Stated goal :: Beneath this sentence is a set of records; write each of them out exactly.
### Record excerpts
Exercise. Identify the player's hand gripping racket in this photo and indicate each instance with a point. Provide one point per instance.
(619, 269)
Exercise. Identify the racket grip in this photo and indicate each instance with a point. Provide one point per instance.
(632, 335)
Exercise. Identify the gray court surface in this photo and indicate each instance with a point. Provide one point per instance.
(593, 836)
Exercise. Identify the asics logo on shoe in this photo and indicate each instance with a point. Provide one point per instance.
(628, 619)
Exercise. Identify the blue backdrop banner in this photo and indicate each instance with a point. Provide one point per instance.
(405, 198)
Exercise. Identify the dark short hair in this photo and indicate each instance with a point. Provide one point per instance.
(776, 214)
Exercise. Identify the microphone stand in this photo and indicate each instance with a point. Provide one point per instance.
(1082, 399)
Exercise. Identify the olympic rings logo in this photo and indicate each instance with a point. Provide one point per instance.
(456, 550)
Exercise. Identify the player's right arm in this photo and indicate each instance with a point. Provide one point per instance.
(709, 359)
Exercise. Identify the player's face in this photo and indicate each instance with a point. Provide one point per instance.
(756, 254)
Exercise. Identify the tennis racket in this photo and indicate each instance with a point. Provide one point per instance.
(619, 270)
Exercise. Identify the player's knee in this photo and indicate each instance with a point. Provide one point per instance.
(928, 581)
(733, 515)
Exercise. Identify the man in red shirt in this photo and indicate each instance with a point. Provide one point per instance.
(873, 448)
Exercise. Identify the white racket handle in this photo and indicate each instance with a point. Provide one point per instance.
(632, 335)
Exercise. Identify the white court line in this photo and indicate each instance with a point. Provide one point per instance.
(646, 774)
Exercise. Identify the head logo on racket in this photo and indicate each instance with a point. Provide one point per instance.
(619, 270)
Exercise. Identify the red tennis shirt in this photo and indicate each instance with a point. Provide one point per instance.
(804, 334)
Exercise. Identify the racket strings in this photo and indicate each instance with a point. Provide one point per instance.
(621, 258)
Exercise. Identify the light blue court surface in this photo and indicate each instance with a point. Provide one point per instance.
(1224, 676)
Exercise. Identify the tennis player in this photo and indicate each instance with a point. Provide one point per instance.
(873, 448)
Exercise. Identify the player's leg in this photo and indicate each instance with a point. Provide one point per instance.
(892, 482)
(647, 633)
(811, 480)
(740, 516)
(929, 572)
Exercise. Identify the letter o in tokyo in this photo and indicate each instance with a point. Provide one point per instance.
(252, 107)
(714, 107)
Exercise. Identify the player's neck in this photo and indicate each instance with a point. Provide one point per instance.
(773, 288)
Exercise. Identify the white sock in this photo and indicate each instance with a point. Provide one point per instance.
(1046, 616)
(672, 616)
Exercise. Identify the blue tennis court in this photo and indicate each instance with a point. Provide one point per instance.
######
Result below ::
Exercise. Identify the player's hand gripping racket in this photo and indicate each instance with a point. Provide one point per instance.
(619, 269)
Exercise. Identify the racket grip in this photo and indicate each instance with a point. Provide one point per instance.
(632, 335)
Exercise. Identify the gray court surface in this photo and indicate each instance with a point. Provide one point per instance.
(593, 836)
Exercise. Identify the asics logo on shoe in this photo and indicate each instance with a point. Provide one point per instance.
(628, 619)
Exercise. Identify the blue backdrop banner in this photo and indicate each instance with a point. Provide one point per instance.
(405, 198)
Exercise. Identify the dark short hair in this photo and indicate each instance with a point. Provide one point per instance.
(776, 214)
Exercise. Identify the microphone stand in this photo and indicate each instance with a point. Provide one point per instance.
(1082, 399)
Exercise. Identify the olympic rings logo in this photo and indicate each instance with a point. Provide one point per instance.
(456, 550)
Exercise. Identify the player's right arm in this photo and indicate each instance with a point. Provide one point per instance.
(709, 359)
Exercise. Identify the player's face in this photo and indicate each instance with a point. Provide one point per instance.
(756, 254)
Exercise. Identify the tennis racket in this photo and indicate each instance with a point. Provide one point per instance.
(619, 270)
Exercise. Identify the player's knee in this photo and indicate each instance with a point. Provide one point per instance.
(928, 581)
(733, 515)
Exercise. Identify the man in red shirt in this photo and indicate each instance with a point. Provide one point per instance.
(873, 448)
Exercise. Identify the white racket handle in this photo and indicate each instance with a point. Provide one point per instance.
(632, 335)
Exercise. Identify the white court line in this photo and indicate each instance with a point. Provide one point per instance.
(646, 774)
Exercise. Identify the head logo on racket in this photo and indicate each instance with a point. Provide one point per instance.
(619, 270)
Exercise. Identify the red tennis shirt in this photo and indicate each instance with a point. Provide one point per instance.
(804, 334)
Exercise. Identify the racket strings in this photo and indicate each instance with a point. Provide one point per instance.
(621, 258)
Exercise. Identify the light blue court surface in this photo and indicate each instance with a point. Provide one point per instance.
(1224, 676)
Exercise. Identify the tennis player in this photo and indicate each instance with a point. Provide one point per instance.
(873, 448)
Exercise. Identify the player's leg in this photo and indicate each instance with a point. Provide one point per instance.
(892, 482)
(647, 633)
(811, 480)
(740, 516)
(929, 572)
Exercise. Identify the letter o in tokyo in this photo and indicate each instance with a point. Provide one point per instance.
(252, 107)
(714, 107)
Exercise. Identify the player's neck in this photo and indicate each instance with a point. Provide one point per instance.
(773, 288)
Exercise. Identify the white sock in this photo and indicate each instance with a point. Provide one point per instance.
(1046, 616)
(672, 616)
Exercise. Identify the blue tennis court in this photo and indicate each instance with a point. Provide one point per instance.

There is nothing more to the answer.